Dataset entries ->

-----

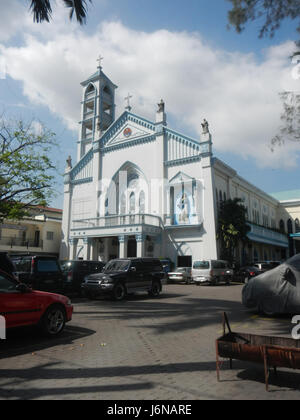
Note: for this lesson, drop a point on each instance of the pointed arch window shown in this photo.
(142, 203)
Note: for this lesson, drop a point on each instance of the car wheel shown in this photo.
(119, 292)
(54, 320)
(155, 289)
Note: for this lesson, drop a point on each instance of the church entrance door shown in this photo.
(131, 248)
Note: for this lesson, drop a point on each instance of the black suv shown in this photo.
(125, 276)
(39, 272)
(76, 271)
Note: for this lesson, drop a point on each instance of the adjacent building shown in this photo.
(39, 233)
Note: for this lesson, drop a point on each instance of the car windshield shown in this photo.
(117, 265)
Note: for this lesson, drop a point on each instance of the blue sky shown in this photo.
(181, 51)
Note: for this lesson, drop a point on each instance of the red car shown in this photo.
(21, 306)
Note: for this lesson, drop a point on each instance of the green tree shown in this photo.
(232, 227)
(42, 10)
(26, 172)
(271, 12)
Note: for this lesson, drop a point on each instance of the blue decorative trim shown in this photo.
(81, 164)
(117, 125)
(180, 137)
(82, 181)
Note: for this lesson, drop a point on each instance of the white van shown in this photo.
(211, 271)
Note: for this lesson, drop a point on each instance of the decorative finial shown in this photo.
(69, 162)
(128, 107)
(161, 106)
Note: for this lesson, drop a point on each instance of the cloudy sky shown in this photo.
(179, 51)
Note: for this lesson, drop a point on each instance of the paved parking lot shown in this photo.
(143, 349)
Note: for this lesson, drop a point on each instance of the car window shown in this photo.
(47, 266)
(139, 266)
(96, 267)
(6, 285)
(201, 265)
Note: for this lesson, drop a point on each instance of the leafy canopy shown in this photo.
(42, 10)
(232, 227)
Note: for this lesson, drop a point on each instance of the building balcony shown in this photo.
(267, 236)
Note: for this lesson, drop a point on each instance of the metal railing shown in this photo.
(20, 242)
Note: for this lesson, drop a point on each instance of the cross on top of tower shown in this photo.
(128, 107)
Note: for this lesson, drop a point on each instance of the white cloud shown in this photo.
(236, 93)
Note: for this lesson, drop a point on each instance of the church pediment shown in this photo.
(128, 128)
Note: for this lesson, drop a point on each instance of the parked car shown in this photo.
(182, 274)
(39, 272)
(211, 271)
(75, 272)
(245, 274)
(266, 265)
(275, 291)
(124, 276)
(22, 306)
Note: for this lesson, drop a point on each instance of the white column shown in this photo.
(87, 249)
(73, 248)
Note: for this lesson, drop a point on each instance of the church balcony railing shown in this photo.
(118, 220)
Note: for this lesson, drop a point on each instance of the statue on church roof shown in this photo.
(205, 127)
(161, 106)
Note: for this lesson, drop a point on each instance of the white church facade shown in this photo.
(139, 188)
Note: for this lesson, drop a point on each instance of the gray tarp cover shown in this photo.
(277, 290)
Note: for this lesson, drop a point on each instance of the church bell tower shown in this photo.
(97, 109)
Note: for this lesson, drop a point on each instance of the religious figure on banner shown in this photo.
(205, 127)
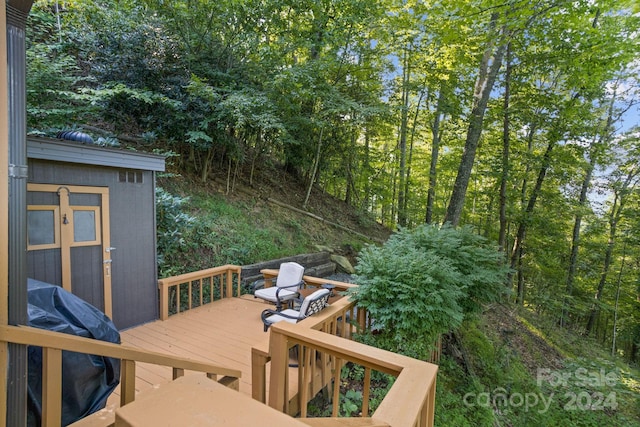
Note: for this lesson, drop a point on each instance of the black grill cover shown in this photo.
(87, 380)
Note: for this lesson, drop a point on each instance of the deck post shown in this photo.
(278, 386)
(4, 212)
(164, 300)
(51, 387)
(259, 375)
(127, 381)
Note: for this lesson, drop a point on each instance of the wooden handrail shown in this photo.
(225, 275)
(53, 343)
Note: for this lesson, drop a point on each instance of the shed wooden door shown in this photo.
(68, 240)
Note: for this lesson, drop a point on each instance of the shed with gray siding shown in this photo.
(91, 225)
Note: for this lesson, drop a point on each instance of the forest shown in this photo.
(517, 119)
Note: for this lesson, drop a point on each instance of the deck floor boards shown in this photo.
(222, 333)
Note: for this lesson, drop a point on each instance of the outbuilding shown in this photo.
(91, 225)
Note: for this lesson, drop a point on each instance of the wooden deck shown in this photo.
(222, 332)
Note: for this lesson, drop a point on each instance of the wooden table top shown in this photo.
(197, 401)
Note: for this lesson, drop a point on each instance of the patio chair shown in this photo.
(286, 287)
(310, 305)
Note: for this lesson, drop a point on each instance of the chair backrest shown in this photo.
(314, 303)
(289, 274)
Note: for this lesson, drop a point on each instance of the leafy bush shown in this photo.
(172, 223)
(423, 282)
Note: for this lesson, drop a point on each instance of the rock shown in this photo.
(343, 264)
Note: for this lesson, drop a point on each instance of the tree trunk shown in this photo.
(575, 237)
(575, 240)
(522, 227)
(489, 67)
(614, 218)
(435, 149)
(316, 162)
(402, 144)
(504, 177)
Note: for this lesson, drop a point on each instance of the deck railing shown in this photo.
(324, 346)
(189, 290)
(409, 402)
(324, 343)
(54, 343)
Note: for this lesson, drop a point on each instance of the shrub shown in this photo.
(423, 282)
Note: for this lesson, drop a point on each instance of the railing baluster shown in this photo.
(305, 367)
(51, 387)
(177, 373)
(366, 392)
(336, 387)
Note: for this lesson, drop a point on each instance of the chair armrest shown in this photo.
(296, 285)
(258, 284)
(268, 313)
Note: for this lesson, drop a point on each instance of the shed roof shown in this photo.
(62, 151)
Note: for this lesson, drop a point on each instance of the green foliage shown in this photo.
(172, 223)
(423, 282)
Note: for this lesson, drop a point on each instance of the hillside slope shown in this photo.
(487, 366)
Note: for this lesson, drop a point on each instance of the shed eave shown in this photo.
(57, 150)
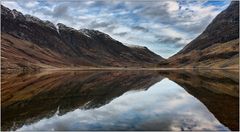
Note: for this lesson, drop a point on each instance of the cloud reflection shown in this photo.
(164, 106)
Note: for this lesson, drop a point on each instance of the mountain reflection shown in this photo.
(30, 98)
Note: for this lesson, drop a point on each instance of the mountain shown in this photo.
(216, 47)
(29, 43)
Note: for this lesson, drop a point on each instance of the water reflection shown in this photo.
(126, 100)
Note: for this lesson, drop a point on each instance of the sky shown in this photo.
(164, 26)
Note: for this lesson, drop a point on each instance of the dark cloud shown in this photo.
(169, 40)
(60, 10)
(122, 34)
(143, 29)
(95, 24)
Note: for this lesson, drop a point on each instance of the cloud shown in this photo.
(156, 24)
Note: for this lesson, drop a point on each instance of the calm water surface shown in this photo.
(121, 100)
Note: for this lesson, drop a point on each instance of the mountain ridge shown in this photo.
(83, 47)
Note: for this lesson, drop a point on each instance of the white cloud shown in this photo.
(134, 22)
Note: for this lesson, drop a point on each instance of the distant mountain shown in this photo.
(216, 47)
(30, 43)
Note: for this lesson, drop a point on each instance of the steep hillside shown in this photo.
(216, 47)
(30, 43)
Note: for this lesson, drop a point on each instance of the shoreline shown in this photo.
(130, 69)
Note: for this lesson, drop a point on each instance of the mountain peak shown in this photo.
(223, 28)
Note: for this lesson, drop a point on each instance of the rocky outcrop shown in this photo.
(82, 47)
(216, 47)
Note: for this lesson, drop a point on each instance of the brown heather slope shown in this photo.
(216, 47)
(30, 43)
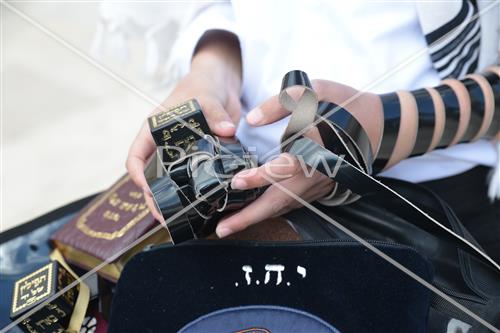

-----

Problem -> Will you restate every entry word for word and omit the images?

Solved problem ->
Note: for this lesson, drop a point on each instance of the pointed arch window shown in this photo.
(142, 203)
Note: for this lesson, drop a point on each instance of the car wheel shown in this photo.
(119, 292)
(54, 320)
(155, 289)
Note: for this lesson, drop a point on each instance of the church entrance door shown in this photo.
(131, 248)
Note: for this lesson, drop a point on each instance of the black suv shown in this photo.
(125, 276)
(39, 272)
(76, 271)
Note: for this lesson, drop a point on each instance of the adjacent building shown in this photo.
(39, 233)
Note: for this lesson, drop a point on each instance of the car windshield shown in this photo.
(117, 265)
Note: for this lesson, drop a point on each instance of the blue sky shown in this photo.
(181, 51)
Note: for this lesson, drop a point on each instance of the red car shown in this photo.
(21, 306)
Note: for this lesson, drop a point on each instance of the green tree shown in this photo.
(232, 227)
(42, 10)
(26, 172)
(271, 12)
Note: for this lesson, drop a point on each instance of the blue decorative trim shown in this photo.
(81, 164)
(117, 125)
(180, 137)
(82, 181)
Note: for this lesson, drop a point on each instance of the white van shown in this photo.
(211, 271)
Note: for this lesson, drop a point on each instance of the decorative finial shown in this photo.
(69, 162)
(128, 107)
(161, 106)
Note: for this lesson, drop a point on each instance of the cloudy sky shown in this photo.
(179, 51)
Note: for this lesson, drop a point on each instance of the paved parking lot shown in this photo.
(143, 349)
Note: for this lesson, drop a point on each instance of the car window shown in this photo.
(47, 266)
(139, 266)
(96, 267)
(6, 285)
(201, 265)
Note: for this lesson, drop a point on each instance of the leafy canopy shown in this photo.
(42, 10)
(232, 227)
Note: for this lesson, drop a point on each instance of the building balcony shown in this photo.
(267, 236)
Note: for this lesson, drop a point on each instance of the metal railing shown in this photo.
(20, 242)
Note: for this lesson, drop a point on each instance of the cross on top of tower shown in this photo.
(128, 107)
Note: for this lesson, drop a point on each instance of the white cloud shown in this photo.
(236, 93)
Note: for this lesson, drop a point on each instance of the church pediment shown in this photo.
(128, 128)
Note: for this lesson, drop a point on each instance of the parked car shown in this photo.
(182, 274)
(39, 272)
(211, 271)
(75, 272)
(245, 274)
(266, 265)
(275, 291)
(124, 276)
(22, 306)
Note: for this lesson, drop a point on each instance of the white column shown in this photo.
(87, 249)
(73, 248)
Note: for this lesson, drop a point on each instance of the church balcony railing shown in this photo.
(118, 220)
Note: for this lesson, drop a point on each instance of the statue on church roof shown in this photo.
(205, 127)
(161, 106)
Note: for this lesson, drop a point on each instance of the white church facade shown in this photo.
(139, 188)
Note: for this lesson, drop a point on each instance of the gray tarp cover shown in this photo.
(277, 290)
Note: for this lesson, drop a point on each instance of the church bell tower shown in this photo.
(97, 109)
Note: for this lesson, drop a point on each instance of the religious figure on banner shown in this photo.
(205, 127)
Note: for this lesson, drop a point on each instance of the black grill cover shown in this photo.
(87, 380)
Note: for this lesson, drop a point on each instance of the deck post shown in this photo.
(278, 386)
(4, 212)
(164, 300)
(51, 387)
(259, 375)
(127, 381)
Note: for this lesson, drop a point on each instance of the wooden handrail shown in this photo.
(225, 275)
(53, 343)
Note: for this lesson, drop a point on each instance of the shed wooden door shown in this photo.
(68, 240)
Note: for this lesson, drop a point on each instance of the shed with gray siding shown in this photo.
(91, 225)
Note: for this lesson, drop a point on each instance of the forest shown in this photo.
(517, 119)
Note: for this lesson, drop a point on each instance of the deck floor boards shown in this photo.
(222, 333)
Note: for this lesson, drop a point on each instance of the outbuilding shown in this photo.
(91, 225)
Note: for this lesson, drop a point on each instance of the wooden deck shown in this photo.
(222, 332)
Note: for this lesson, drop a point on each instance of the wooden table top shown in this photo.
(197, 401)
Note: for this lesson, drop a point on each instance of the patio chair shown in this photo.
(286, 287)
(310, 305)
Note: for this lesson, drop a point on each instance of the chair backrest shown in this photo.
(314, 303)
(289, 274)
Note: for this lesson, drop a point on each instance of the leafy bush shown in this photo.
(172, 223)
(423, 282)
Note: for this lesson, drop a point on each instance of the rock shown in this photo.
(343, 264)
Note: for this lesson, drop a point on each instance of the tree trunk shown in this photo.
(575, 237)
(575, 240)
(522, 227)
(489, 67)
(614, 218)
(435, 149)
(316, 162)
(402, 144)
(504, 177)
Note: for this lesson, drop a point on each instance of the deck railing shown in this photo.
(324, 346)
(189, 290)
(409, 402)
(324, 343)
(54, 343)
Note: for this lesson, drop a point on each instance of the shrub shown in this photo.
(423, 282)
Note: for this lesson, drop a point on each instance of the railing baluster shown in this photo.
(305, 367)
(51, 387)
(177, 373)
(366, 392)
(336, 387)
Note: for this lesson, drop a point on each instance of the chair armrest shown in this photo.
(296, 285)
(258, 284)
(268, 313)
Note: for this lesson, drop a point on each instance of the shed roof shown in this photo.
(62, 151)
Note: for this lesson, drop a point on each instance of the green foliage shown in this photo.
(172, 223)
(423, 282)
Note: for this lesson, drop a point on each instance of the hillside slope shown in this photo.
(487, 366)
Note: for this lesson, drop a point on each instance of the shed eave shown in this photo.
(57, 150)
Note: for this lesson, drop a point on each instance of the cloud reflection shown in this photo.
(164, 106)
Note: for this lesson, drop a point on each instance of the mountain reflection shown in this photo.
(30, 98)
Note: for this lesson, drop a point on each instance of the mountain shown in this photo.
(216, 47)
(29, 43)
Note: for this lesson, drop a point on each instance of the water reflection shown in this photo.
(126, 100)
Note: for this lesson, drop a point on each instance of the sky shown in this photo.
(164, 26)
Note: for this lesson, drop a point on each instance of the dark cloud shown in this photo.
(169, 40)
(60, 10)
(122, 34)
(143, 29)
(95, 24)
Note: for this lesson, drop a point on each instance of the cloud shown in this photo.
(156, 24)
Note: for this lesson, drop a point on each instance of the calm water surface shown in this photo.
(121, 100)
Note: for this lesson, drop a point on each instance of the mountain ridge shown in this photo.
(83, 47)
Note: for this lesson, drop a point on each instance of the white cloud shown in this photo.
(134, 22)
Note: for this lesson, drop a point on each instance of the distant mountain shown in this photo.
(216, 47)
(30, 43)
Note: for this lesson, drop a point on each instance of the steep hillside shown in this photo.
(216, 47)
(30, 43)
Note: for this lesson, drop a point on each instance of the shoreline shown in this photo.
(130, 69)
Note: for this lesson, drop a point on each instance of the mountain peak shown in this photo.
(223, 28)
Note: for this lesson, drop a point on each instance of the rocky outcrop shown in this photo.
(82, 47)
(216, 47)
Note: for this lesson, drop a point on each instance of the brown heather slope shown in this photo.
(216, 47)
(30, 43)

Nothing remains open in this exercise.